## Goal:
Retype all of the data below word for word, keeping each line as it stands.
>> begin Data listing
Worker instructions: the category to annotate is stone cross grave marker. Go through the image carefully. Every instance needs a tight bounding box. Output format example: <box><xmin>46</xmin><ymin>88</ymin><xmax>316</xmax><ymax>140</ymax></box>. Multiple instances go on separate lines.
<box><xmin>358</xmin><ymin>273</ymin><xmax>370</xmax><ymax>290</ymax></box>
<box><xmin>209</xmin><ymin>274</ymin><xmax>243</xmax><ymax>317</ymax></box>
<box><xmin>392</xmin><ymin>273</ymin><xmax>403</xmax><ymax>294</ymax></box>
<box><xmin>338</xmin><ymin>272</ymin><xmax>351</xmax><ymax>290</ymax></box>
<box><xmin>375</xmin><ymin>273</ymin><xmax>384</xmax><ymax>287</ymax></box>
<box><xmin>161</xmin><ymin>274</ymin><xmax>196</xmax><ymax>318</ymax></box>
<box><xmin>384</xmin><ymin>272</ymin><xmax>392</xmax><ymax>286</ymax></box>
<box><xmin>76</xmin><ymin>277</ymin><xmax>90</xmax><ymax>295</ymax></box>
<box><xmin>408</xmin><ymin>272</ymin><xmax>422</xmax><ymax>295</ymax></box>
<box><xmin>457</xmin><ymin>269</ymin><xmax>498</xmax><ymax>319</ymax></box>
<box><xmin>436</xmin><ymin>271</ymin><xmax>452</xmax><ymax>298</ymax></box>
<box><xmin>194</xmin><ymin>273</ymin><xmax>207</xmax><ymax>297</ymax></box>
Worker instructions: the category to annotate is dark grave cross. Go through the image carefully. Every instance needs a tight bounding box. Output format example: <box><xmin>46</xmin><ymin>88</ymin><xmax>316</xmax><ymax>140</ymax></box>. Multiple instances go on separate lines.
>> end Data listing
## Answer for this exercise:
Worker instructions: the category to annotate is stone cross grave marker. Go through the image carefully. Every instance needs a tight bounding box. Output format example: <box><xmin>46</xmin><ymin>88</ymin><xmax>316</xmax><ymax>140</ymax></box>. Multiple instances go on separate lines.
<box><xmin>358</xmin><ymin>273</ymin><xmax>370</xmax><ymax>290</ymax></box>
<box><xmin>209</xmin><ymin>274</ymin><xmax>243</xmax><ymax>317</ymax></box>
<box><xmin>392</xmin><ymin>273</ymin><xmax>403</xmax><ymax>294</ymax></box>
<box><xmin>338</xmin><ymin>272</ymin><xmax>351</xmax><ymax>290</ymax></box>
<box><xmin>375</xmin><ymin>273</ymin><xmax>384</xmax><ymax>287</ymax></box>
<box><xmin>161</xmin><ymin>274</ymin><xmax>196</xmax><ymax>318</ymax></box>
<box><xmin>384</xmin><ymin>272</ymin><xmax>392</xmax><ymax>286</ymax></box>
<box><xmin>76</xmin><ymin>277</ymin><xmax>90</xmax><ymax>295</ymax></box>
<box><xmin>408</xmin><ymin>272</ymin><xmax>422</xmax><ymax>295</ymax></box>
<box><xmin>457</xmin><ymin>269</ymin><xmax>498</xmax><ymax>319</ymax></box>
<box><xmin>436</xmin><ymin>271</ymin><xmax>452</xmax><ymax>298</ymax></box>
<box><xmin>194</xmin><ymin>273</ymin><xmax>207</xmax><ymax>297</ymax></box>
Worker instructions: the category to annotate is dark grave cross. Go through the image carefully. Every instance needs a tight bounding box. Output format example: <box><xmin>46</xmin><ymin>88</ymin><xmax>316</xmax><ymax>140</ymax></box>. Multiple instances go on separate lines.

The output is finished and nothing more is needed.